**GIVEN EXERCISE 1:** Reproduce the forum thread on filling locomotive tanks with butane without changing anything.

══ SOURCE EXTRACT ══

# Good to the last drop - HOW?



## rrdude (Feb 21, 2008)

How can I use all my Butane to fill the fuel tanks on these locomotives? 


Particularly on the K-28, it seems to take at least two canisters to fill that tank. (More if they are not all fresh.) I start with the most empty canister first, then move up to fresher canisters as the pressure equalizes in the tank and no more gas comes out. I have to end with a fresh canister to fully top off the tank.

This is leaving me with a LOT of partially filled canisters that I can not get the last bit of butane out of. (I can hear it slosh around, so I know there is some left.)

I could use them on my smaller Ruby and Mogul, but I don't run them as much as the bigger engines.








How can I make better use of these canisters? How does everyone else fill these tanks? Is there a way to 'pump' the gas out of the older canisters, or at least build the pressure back up in them so they can overcome the tank pressure?

Thanks!


----------



## Dwight Ennis (Jan 2, 2008)

Our own Royce of Quisenberry Station was selling filling adaptors that uses a hose between the can and the gas tank. This allowed the can to be turned horizontal allowing all the butane to be used. These cans are designed to be used in a horizontal position with the notch facing a certain direction (can't remember if it's up or down). Inside the can there's a small tube from the nozzle that bends 90 degrees towards the "down" side of the can.

═══

**GIVEN EXERCISE 2:** Render the listing below as a Markdown table with the columns Row and Line, covering only the lines from the start of the listing through the line that contains "64], [60, 67]]" and leaving out blank lines.

══ SUPPLIED ENTRIES ══

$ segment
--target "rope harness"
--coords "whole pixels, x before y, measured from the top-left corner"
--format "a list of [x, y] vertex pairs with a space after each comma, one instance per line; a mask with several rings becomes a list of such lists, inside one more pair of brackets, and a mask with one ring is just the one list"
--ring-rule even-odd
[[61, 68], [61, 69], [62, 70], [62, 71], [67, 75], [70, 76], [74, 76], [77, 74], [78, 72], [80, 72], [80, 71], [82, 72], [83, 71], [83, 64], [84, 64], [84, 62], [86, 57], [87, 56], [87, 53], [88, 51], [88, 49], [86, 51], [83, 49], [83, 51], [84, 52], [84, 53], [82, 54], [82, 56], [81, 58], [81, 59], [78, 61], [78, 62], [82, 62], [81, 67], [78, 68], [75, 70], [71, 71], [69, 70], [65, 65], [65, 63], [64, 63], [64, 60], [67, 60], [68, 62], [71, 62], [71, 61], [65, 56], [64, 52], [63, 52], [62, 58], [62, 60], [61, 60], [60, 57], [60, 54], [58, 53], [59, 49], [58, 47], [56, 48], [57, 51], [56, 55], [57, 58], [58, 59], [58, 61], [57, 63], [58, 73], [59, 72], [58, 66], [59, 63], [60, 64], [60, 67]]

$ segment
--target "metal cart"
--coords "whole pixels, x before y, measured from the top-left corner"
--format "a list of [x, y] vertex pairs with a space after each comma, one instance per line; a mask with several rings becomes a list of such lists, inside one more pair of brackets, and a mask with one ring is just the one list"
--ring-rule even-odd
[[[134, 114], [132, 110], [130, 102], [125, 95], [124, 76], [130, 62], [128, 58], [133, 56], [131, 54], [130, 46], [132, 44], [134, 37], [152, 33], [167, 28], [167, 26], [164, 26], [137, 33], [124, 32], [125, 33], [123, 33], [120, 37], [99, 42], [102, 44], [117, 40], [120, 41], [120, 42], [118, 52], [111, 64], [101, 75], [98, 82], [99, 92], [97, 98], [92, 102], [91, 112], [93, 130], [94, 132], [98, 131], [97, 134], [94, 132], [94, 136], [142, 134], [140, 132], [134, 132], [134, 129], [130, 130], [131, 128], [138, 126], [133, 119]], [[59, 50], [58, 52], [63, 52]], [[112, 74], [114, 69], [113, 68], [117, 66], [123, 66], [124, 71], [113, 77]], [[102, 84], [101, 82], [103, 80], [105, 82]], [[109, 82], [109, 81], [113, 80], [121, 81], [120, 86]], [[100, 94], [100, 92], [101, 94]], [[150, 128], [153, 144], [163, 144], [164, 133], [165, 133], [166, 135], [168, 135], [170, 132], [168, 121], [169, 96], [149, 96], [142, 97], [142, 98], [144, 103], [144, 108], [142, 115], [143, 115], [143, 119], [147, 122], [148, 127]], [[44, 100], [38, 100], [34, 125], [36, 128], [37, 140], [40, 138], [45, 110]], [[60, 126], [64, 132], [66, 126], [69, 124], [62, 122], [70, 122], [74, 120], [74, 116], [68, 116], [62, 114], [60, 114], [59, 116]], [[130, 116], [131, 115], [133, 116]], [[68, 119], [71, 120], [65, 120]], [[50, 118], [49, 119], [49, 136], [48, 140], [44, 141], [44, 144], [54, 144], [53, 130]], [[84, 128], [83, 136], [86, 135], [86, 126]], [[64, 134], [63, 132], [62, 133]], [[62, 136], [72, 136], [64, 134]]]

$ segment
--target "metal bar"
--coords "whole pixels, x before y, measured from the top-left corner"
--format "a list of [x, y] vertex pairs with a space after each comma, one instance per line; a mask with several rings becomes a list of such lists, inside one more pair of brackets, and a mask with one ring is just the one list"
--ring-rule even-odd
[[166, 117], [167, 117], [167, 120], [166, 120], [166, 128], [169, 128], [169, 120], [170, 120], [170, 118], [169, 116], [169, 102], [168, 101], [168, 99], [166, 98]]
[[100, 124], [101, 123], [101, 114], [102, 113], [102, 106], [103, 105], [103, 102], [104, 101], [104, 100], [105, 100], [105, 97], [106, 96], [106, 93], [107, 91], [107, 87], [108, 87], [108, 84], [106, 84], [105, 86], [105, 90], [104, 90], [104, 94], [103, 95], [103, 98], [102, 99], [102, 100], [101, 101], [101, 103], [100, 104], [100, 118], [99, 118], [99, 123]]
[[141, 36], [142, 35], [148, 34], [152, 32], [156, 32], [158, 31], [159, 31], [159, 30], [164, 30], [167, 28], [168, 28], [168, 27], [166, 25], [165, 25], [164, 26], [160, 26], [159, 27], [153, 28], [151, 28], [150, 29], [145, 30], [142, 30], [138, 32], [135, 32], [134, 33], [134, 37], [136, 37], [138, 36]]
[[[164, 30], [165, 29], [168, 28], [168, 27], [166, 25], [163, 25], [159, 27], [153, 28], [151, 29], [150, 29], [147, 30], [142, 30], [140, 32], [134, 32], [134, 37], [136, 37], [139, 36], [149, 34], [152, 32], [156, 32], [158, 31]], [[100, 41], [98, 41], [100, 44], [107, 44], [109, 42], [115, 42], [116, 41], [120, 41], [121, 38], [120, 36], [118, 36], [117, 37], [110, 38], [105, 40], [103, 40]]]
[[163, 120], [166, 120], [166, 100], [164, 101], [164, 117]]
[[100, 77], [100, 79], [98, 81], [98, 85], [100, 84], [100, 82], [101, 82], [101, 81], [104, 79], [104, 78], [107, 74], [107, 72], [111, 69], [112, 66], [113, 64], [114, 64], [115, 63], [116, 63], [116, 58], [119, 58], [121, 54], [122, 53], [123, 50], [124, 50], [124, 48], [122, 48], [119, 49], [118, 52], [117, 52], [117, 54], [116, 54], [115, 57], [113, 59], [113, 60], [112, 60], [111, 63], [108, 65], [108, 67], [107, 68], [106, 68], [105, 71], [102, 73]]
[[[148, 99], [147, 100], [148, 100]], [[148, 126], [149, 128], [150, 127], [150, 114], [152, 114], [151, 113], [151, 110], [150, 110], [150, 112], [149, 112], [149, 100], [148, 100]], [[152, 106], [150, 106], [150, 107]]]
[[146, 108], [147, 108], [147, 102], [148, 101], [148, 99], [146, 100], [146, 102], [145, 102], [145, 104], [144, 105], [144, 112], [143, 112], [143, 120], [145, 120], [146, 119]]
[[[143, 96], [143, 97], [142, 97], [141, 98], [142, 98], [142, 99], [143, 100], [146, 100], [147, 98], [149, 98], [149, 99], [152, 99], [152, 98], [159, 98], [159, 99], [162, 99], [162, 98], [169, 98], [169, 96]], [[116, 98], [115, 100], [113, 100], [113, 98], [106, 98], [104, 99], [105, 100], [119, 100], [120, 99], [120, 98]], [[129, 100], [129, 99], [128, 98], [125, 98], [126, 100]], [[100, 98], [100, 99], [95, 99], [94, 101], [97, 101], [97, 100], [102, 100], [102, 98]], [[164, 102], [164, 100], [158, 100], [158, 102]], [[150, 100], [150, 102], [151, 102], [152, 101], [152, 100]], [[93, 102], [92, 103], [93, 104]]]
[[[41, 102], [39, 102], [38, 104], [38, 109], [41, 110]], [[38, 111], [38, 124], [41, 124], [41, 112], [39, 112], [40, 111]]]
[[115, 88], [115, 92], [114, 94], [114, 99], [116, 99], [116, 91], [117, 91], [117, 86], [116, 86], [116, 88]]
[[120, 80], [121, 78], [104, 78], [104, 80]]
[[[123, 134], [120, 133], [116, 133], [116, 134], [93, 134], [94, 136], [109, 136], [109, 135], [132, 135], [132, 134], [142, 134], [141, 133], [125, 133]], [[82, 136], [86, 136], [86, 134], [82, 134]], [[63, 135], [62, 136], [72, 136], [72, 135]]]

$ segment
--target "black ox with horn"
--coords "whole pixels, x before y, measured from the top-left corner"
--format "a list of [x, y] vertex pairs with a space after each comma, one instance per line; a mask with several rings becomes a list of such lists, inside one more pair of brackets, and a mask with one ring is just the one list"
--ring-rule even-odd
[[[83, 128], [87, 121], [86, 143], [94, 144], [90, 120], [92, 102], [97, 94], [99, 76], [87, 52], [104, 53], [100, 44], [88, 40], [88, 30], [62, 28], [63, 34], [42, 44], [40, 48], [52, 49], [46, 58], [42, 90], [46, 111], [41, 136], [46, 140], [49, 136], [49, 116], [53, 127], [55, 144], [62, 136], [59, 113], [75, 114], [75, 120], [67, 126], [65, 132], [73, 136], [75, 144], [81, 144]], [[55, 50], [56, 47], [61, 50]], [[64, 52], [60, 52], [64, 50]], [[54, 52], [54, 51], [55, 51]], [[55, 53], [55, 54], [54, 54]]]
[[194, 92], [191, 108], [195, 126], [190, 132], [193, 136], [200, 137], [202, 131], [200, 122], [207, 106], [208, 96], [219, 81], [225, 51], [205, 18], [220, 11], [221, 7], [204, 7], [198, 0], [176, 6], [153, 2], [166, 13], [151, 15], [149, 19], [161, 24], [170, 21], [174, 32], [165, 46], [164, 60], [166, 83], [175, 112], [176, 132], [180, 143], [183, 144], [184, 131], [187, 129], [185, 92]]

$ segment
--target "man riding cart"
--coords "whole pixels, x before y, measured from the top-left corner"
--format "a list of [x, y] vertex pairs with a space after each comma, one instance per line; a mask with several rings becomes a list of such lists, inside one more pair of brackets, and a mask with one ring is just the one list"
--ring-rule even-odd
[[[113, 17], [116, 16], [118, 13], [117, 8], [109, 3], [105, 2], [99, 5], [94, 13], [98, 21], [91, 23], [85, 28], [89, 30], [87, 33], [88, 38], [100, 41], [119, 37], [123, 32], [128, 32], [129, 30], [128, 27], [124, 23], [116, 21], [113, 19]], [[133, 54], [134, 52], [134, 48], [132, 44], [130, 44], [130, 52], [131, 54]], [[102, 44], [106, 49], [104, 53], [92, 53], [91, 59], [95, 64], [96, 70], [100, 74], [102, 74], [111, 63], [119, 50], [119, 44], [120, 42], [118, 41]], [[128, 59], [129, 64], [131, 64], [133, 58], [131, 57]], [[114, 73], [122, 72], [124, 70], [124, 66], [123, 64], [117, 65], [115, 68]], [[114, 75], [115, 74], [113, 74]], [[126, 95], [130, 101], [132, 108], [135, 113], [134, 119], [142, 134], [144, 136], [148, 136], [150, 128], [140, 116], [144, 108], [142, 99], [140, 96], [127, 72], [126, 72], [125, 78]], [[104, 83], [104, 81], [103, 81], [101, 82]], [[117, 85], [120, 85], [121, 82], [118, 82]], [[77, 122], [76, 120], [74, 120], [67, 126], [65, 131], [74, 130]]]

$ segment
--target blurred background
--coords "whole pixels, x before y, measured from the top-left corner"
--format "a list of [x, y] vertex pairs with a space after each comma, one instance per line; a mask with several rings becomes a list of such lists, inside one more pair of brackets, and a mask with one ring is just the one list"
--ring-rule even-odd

═══

**ANSWER 1:**
# Good to the last drop - HOW?



## rrdude (Feb 21, 2008)

How can I use all my Butane to fill the fuel tanks on these locomotives? 


Particularly on the K-28, it seems to take at least two canisters to fill that tank. (More if they are not all fresh.) I start with the most empty canister first, then move up to fresher canisters as the pressure equalizes in the tank and no more gas comes out. I have to end with a fresh canister to fully top off the tank.

This is leaving me with a LOT of partially filled canisters that I can not get the last bit of butane out of. (I can hear it slosh around, so I know there is some left.)

I could use them on my smaller Ruby and Mogul, but I don't run them as much as the bigger engines.








How can I make better use of these canisters? How does everyone else fill these tanks? Is there a way to 'pump' the gas out of the older canisters, or at least build the pressure back up in them so they can overcome the tank pressure?

Thanks!


----------



## Dwight Ennis (Jan 2, 2008)

Our own Royce of Quisenberry Station was selling filling adaptors that uses a hose between the can and the gas tank. This allowed the can to be turned horizontal allowing all the butane to be used. These cans are designed to be used in a horizontal position with the notch facing a certain direction (can't remember if it's up or down). Inside the can there's a small tube from the nozzle that bends 90 degrees towards the "down" side of the can.

**ANSWER 2:**
| Row | Line |
|---|---|
| 1 | $ segment |
| 2 | --target "rope harness" |
| 3 | --coords "whole pixels, x before y, measured from the top-left corner" |
| 4 | --format "a list of [x, y] vertex pairs with a space after each comma, one instance per line; a mask with several rings becomes a list of such lists, inside one more pair of brackets, and a mask with one ring is just the one list" |
| 5 | --ring-rule even-odd |
| 6 | [[61, 68], [61, 69], [62, 70], [62, 71], [67, 75], [70, 76], [74, 76], [77, 74], [78, 72], [80, 72], [80, 71], [82, 72], [83, 71], [83, 64], [84, 64], [84, 62], [86, 57], [87, 56], [87, 53], [88, 51], [88, 49], [86, 51], [83, 49], [83, 51], [84, 52], [84, 53], [82, 54], [82, 56], [81, 58], [81, 59], [78, 61], [78, 62], [82, 62], [81, 67], [78, 68], [75, 70], [71, 71], [69, 70], [65, 65], [65, 63], [64, 63], [64, 60], [67, 60], [68, 62], [71, 62], [71, 61], [65, 56], [64, 52], [63, 52], [62, 58], [62, 60], [61, 60], [60, 57], [60, 54], [58, 53], [59, 49], [58, 47], [56, 48], [57, 51], [56, 55], [57, 58], [58, 59], [58, 61], [57, 63], [58, 73], [59, 72], [58, 66], [59, 63], [60, 64], [60, 67]] |